- Exercise prompt
Pick out and copy every line in the records below that contains the word "ship".

- Records supplied
+---+

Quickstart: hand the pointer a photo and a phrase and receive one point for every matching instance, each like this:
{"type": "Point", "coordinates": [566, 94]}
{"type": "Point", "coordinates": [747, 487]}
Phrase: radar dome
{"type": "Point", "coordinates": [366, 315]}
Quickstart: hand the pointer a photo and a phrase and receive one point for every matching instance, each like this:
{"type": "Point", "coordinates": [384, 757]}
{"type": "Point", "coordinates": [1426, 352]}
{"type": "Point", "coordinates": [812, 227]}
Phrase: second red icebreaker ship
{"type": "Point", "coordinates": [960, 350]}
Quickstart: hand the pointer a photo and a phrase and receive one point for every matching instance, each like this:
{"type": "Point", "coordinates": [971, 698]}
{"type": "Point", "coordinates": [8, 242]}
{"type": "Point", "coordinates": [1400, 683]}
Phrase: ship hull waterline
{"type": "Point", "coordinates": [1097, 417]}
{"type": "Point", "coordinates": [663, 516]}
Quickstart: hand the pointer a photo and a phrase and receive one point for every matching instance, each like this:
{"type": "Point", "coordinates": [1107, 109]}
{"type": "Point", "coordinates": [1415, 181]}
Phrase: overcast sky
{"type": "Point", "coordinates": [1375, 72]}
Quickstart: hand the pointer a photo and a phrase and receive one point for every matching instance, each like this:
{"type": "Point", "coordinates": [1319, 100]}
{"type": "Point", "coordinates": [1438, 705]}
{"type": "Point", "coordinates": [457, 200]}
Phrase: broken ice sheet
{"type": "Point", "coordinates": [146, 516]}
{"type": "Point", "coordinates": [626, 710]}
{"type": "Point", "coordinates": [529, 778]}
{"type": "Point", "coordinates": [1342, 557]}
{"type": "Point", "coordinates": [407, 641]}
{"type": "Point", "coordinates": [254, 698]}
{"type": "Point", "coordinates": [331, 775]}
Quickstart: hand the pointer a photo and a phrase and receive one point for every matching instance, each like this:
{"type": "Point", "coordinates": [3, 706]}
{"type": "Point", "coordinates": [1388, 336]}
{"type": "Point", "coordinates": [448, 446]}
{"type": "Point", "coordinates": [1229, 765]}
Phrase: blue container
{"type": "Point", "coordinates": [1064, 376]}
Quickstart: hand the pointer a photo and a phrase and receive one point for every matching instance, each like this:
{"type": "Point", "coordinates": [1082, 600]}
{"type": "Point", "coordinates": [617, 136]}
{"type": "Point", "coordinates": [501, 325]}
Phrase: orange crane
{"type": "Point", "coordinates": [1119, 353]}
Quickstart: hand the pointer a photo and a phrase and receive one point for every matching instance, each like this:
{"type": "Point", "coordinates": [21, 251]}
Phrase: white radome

+---+

- Expected answer
Phrase: second red icebreaker ship
Phrase: ship hull waterline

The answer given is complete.